I have tons of red and black oaks in my area but it's the white oaks that are the main attraction so I also spend a lot of time releasing whites and keeping shade tolerant trees killed.

That allows the white oak seedlings to survive and the parent tree to produce more. You can plant any kind of food plot imaginable but it can't trump some sweet white oak acorns.....;)
Living in an Ag area, I'd say that food plots are only 10%-15% of my concern. Meanwhile I started planting trees and NWSG this year, and will continue with more next year as well.
Anyone been planting Dwarf Chinkapin Oaks?

or hybrids like Bur-Gambel oaks?

or Bur-English Oak?

I've been ordering the last ones from a state nursery in Idaho of all places but wow they are the some awesome seedlings.

At least there is a chance I might live long enough to see those three types of oaks produce acorns...;)
University of Idaho Nursery and you can find the links to it and other great nurseries in my thread on tree Planting.

All about Tree Planting

Excellent seedlings and perfect for hand planting as they are not really bareroot and won't dry out quickly.

I think we had 100% survival!:cool:
What is the name of the nursery in Idaho?
You bring up a great point...always work with your natives first! That's where TSI comes in and the reason I wrote a thread covering that subject.

We release even small oak seedlings or young trees by killing shade tolerant trees around them and many of us are carrying acorns and small tubes in and planting those.

Select acorns from the most prolific trees and direct seed on either small or large scale and then use herbicides and tubes to encourage growth.

When we have native oaks on our property it is silly not to work with those first and foremost!

On the subject of hybrids...

One problem I have encountered is that after 15 years of working to create the ultimate habitat for whitetails, the kind that will encourage mature bucks to live there...also created some problems.

I have to fence any planted oaks or bucks will shred them! Some days I watch as many as 15 bucks walk by following a hot doe and when you get that many hormone cahrged animals on your property, let me tell you, they can kill trees literaly by the hundreds.

I planted over 3000 norway spruce over a two year period years ago and not one of them is over 2 feet tall forcing me to switch to Red Cedars because they won't bother those.

# # # # # # #

Stated problem A: In the oak-planting thread, rewrite more briefly the paragraph that begins "We release even small oak seedlings," keeping its main facts.
Stated problem B: Reproduce the oak-planting thread between "All about Tree" and "to encourage growth.", inclusive.
Stated problem C:
Answer these questions from the oak-planting thread:
(i) In which state is the nursery that supplies the writer's hybrid oak seedlings?
(ii) What share of the concern does the writer living in an Ag area give to food plots?
(iii) How many Norway spruce did the writer plant over a two-year period?

Dataset content:
# # # # # # #

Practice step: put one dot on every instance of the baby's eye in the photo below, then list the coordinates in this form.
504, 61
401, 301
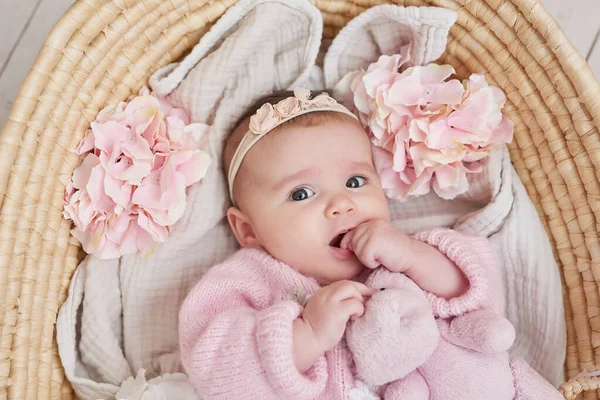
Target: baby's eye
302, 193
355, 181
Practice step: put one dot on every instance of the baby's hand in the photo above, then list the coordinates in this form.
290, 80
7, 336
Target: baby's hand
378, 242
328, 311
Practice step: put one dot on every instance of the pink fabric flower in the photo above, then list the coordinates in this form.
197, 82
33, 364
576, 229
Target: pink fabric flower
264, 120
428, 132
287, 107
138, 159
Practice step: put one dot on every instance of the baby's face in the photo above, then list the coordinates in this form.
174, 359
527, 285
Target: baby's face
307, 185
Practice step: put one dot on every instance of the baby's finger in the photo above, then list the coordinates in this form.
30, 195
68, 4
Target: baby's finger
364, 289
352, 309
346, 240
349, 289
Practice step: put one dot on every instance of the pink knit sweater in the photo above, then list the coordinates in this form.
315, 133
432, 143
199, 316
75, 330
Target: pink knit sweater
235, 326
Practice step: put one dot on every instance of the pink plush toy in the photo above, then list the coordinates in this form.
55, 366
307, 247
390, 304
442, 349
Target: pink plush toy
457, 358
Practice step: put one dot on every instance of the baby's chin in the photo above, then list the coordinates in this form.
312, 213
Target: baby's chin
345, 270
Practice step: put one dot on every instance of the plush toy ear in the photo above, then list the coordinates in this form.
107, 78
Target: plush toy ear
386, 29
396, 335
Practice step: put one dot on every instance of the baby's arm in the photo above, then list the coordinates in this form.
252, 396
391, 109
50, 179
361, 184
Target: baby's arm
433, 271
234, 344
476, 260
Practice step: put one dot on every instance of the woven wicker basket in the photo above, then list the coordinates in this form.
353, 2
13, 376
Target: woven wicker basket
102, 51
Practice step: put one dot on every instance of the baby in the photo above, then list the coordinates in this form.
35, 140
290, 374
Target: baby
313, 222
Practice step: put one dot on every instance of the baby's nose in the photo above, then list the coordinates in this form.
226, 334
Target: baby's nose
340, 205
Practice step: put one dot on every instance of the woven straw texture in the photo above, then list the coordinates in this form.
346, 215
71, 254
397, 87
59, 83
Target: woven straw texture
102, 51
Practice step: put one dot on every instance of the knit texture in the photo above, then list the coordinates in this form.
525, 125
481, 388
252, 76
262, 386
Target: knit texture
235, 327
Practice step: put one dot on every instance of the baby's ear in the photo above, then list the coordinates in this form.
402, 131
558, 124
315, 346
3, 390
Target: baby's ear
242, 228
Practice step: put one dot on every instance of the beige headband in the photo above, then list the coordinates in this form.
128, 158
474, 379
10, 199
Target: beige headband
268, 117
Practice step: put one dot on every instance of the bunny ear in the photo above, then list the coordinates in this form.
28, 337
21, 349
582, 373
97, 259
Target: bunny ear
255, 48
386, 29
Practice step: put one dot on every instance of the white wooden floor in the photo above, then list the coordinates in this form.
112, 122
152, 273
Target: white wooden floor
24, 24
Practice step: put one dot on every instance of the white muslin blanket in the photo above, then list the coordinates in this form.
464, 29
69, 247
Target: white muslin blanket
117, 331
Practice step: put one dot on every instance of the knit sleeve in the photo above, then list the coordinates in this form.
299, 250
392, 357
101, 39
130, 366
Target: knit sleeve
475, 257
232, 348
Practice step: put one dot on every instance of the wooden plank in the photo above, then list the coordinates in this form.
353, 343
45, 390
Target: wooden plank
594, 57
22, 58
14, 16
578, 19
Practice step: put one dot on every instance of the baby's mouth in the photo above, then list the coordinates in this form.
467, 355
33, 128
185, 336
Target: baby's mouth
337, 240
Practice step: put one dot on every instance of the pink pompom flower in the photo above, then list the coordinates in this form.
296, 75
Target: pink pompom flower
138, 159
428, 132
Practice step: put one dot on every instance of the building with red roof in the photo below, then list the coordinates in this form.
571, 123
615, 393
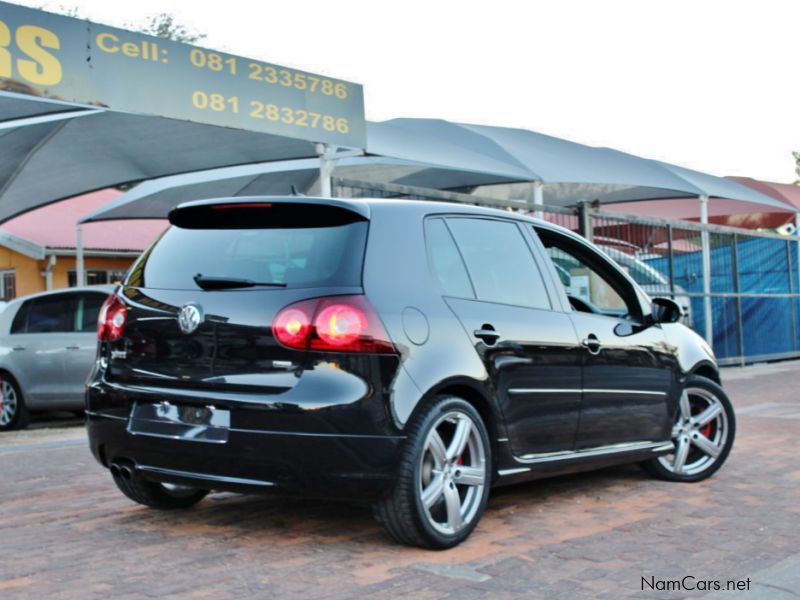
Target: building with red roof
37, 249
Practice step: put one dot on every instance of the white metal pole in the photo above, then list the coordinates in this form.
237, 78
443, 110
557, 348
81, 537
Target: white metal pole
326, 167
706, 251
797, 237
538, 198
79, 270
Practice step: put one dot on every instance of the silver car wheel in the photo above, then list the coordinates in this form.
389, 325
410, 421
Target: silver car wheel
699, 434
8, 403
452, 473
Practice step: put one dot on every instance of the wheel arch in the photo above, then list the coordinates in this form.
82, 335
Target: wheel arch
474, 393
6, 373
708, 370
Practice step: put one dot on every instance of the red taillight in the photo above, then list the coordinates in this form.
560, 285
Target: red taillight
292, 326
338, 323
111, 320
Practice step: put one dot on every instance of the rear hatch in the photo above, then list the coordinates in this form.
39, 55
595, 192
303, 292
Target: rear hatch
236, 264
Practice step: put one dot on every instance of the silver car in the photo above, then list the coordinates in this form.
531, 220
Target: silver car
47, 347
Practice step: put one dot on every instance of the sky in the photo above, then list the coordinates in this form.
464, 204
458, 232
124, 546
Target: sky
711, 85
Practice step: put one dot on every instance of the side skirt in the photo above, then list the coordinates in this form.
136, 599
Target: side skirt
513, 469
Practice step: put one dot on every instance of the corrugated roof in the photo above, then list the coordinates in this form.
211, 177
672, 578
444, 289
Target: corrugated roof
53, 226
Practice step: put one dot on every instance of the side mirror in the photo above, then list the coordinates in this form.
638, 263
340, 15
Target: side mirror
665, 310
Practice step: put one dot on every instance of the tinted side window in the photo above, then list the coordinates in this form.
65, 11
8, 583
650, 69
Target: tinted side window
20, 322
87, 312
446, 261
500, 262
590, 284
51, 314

# # # # # # #

Correct result A: Small oak seedlings and young trees are released by killing the shade-tolerant trees around them, and many people also carry acorns and small tubes in to plant them.

Correct result B:
All about Tree Planting

Excellent seedlings and perfect for hand planting as they are not really bareroot and won't dry out quickly.

I think we had 100% survival!:cool:
What is the name of the nursery in Idaho?
You bring up a great point...always work with your natives first! That's where TSI comes in and the reason I wrote a thread covering that subject.

We release even small oak seedlings or young trees by killing shade tolerant trees around them and many of us are carrying acorns and small tubes in and planting those.

Select acorns from the most prolific trees and direct seed on either small or large scale and then use herbicides and tubes to encourage growth.

Correct result C:
(i) Idaho
(ii) 10%-15%
(iii) Over 3000